Listed records:
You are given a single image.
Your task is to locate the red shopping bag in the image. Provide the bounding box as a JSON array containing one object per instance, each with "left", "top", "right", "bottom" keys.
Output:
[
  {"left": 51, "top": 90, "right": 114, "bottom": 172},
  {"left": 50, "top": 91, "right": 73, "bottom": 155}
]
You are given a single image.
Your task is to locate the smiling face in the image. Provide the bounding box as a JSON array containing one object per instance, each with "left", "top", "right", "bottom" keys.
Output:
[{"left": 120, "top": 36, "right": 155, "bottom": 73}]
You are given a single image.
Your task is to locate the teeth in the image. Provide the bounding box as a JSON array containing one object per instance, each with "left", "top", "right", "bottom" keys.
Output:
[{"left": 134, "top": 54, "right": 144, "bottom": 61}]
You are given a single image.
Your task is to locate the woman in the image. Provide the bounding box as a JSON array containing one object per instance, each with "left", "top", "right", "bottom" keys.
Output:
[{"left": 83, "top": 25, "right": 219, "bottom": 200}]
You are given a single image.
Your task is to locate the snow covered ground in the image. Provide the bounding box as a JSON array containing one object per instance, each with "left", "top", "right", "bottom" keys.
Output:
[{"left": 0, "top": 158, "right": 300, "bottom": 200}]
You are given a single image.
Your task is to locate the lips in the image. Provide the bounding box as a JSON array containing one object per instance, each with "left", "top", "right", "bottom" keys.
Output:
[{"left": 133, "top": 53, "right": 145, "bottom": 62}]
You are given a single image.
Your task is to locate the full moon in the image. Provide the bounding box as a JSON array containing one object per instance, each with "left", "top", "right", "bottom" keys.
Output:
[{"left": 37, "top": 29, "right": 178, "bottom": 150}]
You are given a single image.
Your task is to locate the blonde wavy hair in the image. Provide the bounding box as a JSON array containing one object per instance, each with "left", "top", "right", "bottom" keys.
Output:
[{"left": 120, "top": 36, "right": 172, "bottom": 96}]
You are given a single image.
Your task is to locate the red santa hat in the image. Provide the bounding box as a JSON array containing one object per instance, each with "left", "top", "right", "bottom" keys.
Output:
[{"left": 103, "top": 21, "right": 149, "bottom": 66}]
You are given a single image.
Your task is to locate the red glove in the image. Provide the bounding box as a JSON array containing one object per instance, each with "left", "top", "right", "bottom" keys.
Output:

Required task: Report each line of the records above that contains the word "Your", copying every such line in full.

Finished exercise:
Your task is to locate the red shopping bag in the image. Provide the bounding box as a JSON array containing one object per instance, each with "left", "top", "right", "bottom" keys.
Your task is to locate the smiling face in the image. Provide the bounding box as a JSON array containing one object per instance, each with "left", "top", "right", "bottom" keys.
Your task is to locate the teeth in the image. Provide the bounding box as a JSON array containing one object per instance, each with "left", "top", "right", "bottom" keys.
Your task is to locate the woman in the image. Provide the bounding box as a JSON array containing one object per instance, each with "left", "top", "right", "bottom" keys.
Your task is to locate the snow covered ground in the image. Provide the bounding box as a JSON array containing one object per instance, each with "left", "top", "right", "bottom" keys.
Your task is to locate the lips in the image. Provide the bounding box as a JSON array containing one object per instance, each with "left", "top", "right", "bottom" keys.
Your task is to locate the full moon in the image. Provide the bounding box as a JSON array containing one object per instance, each with "left", "top", "right", "bottom" keys.
Your task is to locate the blonde wavy hair in the image. Provide the bounding box as a JSON array containing one object per instance, each with "left", "top", "right", "bottom" keys.
Your task is to locate the red santa hat in the image. Provide the bounding box as a JSON array containing one object per instance, each with "left", "top", "right", "bottom" keys.
Your task is to locate the red glove in the image. Provide the bounding box as a JSON array containing one object per instance, each with "left", "top", "right", "bottom" keys.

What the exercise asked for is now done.